◆ Consigne donnée
Répondez brièvement à ces questions sur l'extrait consacré à Lecanuet :
(a) Quelle loi a instauré le financement généralisé des écoles privées par l'État, et en quelle année ?
(b) Quel pourcentage des voix et quelle place Lecanuet obtient-il aux élections de 1965 ?
(c) Combien d'élus le Centre démocrate obtient-il en 1967, et quel groupe forment-ils ?

◆ Extrait cité
--------------------------------------------------

Toujours au sein des droites, les survivants du MRP et du CNIP s’unissent à l’Assemblée, au sein du Centre démocratique, tandis que Lecanuet devient président du MRP. Il transforme le parti en parti d’opposition modérée au gaullisme, mais ne s’associe pas avec les gauches : l’opposition entre droites et gauches a en effet été renouvelée par la loi Debré de 1959, qui a instauré le financement généralisé des écoles privées par l’État, contre le vote de toutes les gauches, ce qui rend impossible le renouveau de la Troisième Force. Lecanuet se présente cependant aux élections de 1965, menant une campagne inspirée par les États-Unis, tout en étant soutenu par Antoine Pinay. Il prône un rapprochement avec l’OTAN tout comme la fondation d’une Europe fédérale, et s’oppose au régime en voie de présidentialisation : il obtient 16% des voix, et la troisième place, mais il ne peut être en position de force sans l’appui des gauches. Il fonde ensuite le Centre démocrate (CD) pour associer le MRP et le CNIP, mais le CD obtient des résultats mitigés, avec 13% des voix et 41 élus en 1967 formant le groupe Progrès et démocratie moderne (PDM).

--------------------------------------------------

◆ Matériel fourni

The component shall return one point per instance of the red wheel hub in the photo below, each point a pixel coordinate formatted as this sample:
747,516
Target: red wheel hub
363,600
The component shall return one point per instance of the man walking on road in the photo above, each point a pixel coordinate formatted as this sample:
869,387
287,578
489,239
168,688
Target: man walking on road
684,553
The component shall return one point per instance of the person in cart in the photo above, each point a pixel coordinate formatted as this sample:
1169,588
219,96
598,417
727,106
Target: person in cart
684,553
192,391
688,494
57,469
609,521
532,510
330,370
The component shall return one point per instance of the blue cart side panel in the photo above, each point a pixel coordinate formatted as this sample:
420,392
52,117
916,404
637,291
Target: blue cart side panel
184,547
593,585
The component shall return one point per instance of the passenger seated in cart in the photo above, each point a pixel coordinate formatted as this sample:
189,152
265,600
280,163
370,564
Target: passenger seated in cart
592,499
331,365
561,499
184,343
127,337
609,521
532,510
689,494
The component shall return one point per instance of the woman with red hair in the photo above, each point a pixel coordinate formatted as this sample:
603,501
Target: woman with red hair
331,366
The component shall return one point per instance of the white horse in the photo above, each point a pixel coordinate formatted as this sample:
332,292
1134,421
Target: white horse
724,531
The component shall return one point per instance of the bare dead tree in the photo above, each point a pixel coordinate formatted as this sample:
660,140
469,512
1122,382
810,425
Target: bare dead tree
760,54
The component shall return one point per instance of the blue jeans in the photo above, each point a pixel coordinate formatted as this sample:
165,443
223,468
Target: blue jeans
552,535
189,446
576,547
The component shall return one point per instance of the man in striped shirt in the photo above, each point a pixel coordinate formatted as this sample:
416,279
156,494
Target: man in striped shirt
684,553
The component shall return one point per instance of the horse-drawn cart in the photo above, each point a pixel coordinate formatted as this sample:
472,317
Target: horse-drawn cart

--------------------------------------------------

◆ Réponse attendue
(a) La loi Debré, en 1959.
(b) 16 % des voix et la troisième place.
(c) 41 élus, qui forment le groupe Progrès et démocratie moderne (PDM).